Lay out the material below, from the line containing "[locate] white cloud" through the end, as a Markdown table with a Number column and a Line column. Give each line its own numbered row and skip any blank lines.

Data taken from a collection
===

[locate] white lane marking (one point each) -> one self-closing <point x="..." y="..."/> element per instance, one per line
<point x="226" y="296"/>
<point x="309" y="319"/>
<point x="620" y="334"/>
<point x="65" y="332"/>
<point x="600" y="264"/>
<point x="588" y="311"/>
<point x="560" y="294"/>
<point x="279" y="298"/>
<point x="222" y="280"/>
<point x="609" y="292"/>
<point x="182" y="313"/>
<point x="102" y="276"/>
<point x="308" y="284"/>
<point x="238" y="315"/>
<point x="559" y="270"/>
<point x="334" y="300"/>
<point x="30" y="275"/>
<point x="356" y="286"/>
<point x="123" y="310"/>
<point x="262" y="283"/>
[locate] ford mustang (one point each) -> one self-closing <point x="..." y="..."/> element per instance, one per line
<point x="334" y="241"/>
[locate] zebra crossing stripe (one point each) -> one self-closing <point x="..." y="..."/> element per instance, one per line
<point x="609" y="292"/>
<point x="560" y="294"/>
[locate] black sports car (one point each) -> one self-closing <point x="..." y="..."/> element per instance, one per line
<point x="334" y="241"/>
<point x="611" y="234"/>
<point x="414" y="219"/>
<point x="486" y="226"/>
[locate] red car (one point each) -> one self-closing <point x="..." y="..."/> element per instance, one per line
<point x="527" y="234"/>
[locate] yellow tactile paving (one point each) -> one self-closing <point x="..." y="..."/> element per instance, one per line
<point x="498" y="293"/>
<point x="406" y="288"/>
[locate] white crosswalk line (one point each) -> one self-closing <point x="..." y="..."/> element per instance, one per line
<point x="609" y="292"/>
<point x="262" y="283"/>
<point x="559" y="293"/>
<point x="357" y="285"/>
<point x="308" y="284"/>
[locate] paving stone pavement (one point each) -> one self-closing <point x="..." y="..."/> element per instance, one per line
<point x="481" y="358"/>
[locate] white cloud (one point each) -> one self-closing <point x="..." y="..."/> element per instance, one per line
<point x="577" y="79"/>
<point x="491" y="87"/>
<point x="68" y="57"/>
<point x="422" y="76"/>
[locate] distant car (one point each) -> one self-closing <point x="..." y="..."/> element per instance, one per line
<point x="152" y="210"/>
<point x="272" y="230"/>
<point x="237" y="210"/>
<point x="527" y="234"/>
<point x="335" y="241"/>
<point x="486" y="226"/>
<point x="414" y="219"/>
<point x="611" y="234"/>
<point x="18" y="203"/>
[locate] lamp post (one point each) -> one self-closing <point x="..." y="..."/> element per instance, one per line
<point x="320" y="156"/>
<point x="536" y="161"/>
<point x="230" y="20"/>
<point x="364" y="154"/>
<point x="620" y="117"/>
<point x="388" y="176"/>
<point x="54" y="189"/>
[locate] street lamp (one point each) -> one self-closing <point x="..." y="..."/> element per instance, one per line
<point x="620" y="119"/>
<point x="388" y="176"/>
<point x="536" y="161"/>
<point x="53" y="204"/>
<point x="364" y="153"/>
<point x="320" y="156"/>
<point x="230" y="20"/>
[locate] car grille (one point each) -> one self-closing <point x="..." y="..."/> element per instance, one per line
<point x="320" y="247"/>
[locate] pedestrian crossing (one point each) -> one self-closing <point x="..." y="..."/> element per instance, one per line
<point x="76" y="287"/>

===

### EXERCISE RESPONSE
| Number | Line |
|---|---|
| 1 | [locate] white cloud (one point each) -> one self-closing <point x="..." y="..."/> element per instance, one per line |
| 2 | <point x="577" y="79"/> |
| 3 | <point x="491" y="87"/> |
| 4 | <point x="68" y="57"/> |
| 5 | <point x="422" y="76"/> |
| 6 | [locate] distant car (one point each) -> one self-closing <point x="..." y="..."/> element per instance, one per line |
| 7 | <point x="152" y="210"/> |
| 8 | <point x="272" y="230"/> |
| 9 | <point x="237" y="210"/> |
| 10 | <point x="527" y="234"/> |
| 11 | <point x="335" y="241"/> |
| 12 | <point x="486" y="226"/> |
| 13 | <point x="414" y="219"/> |
| 14 | <point x="611" y="234"/> |
| 15 | <point x="18" y="203"/> |
| 16 | [locate] lamp post (one point each) -> one self-closing <point x="..." y="..."/> element per instance, one per line |
| 17 | <point x="320" y="156"/> |
| 18 | <point x="536" y="161"/> |
| 19 | <point x="230" y="20"/> |
| 20 | <point x="364" y="154"/> |
| 21 | <point x="620" y="117"/> |
| 22 | <point x="388" y="176"/> |
| 23 | <point x="54" y="189"/> |
| 24 | [locate] street lamp (one point each) -> one self-closing <point x="..." y="..."/> element per instance, one per line |
| 25 | <point x="620" y="119"/> |
| 26 | <point x="388" y="176"/> |
| 27 | <point x="536" y="161"/> |
| 28 | <point x="53" y="204"/> |
| 29 | <point x="364" y="153"/> |
| 30 | <point x="320" y="156"/> |
| 31 | <point x="230" y="20"/> |
| 32 | [locate] car grille (one point each) -> one self-closing <point x="..." y="..."/> element per instance, one per line |
| 33 | <point x="320" y="247"/> |
| 34 | [locate] pedestrian crossing (one point each) -> one self-closing <point x="..." y="..."/> element per instance, one per line |
| 35 | <point x="76" y="287"/> |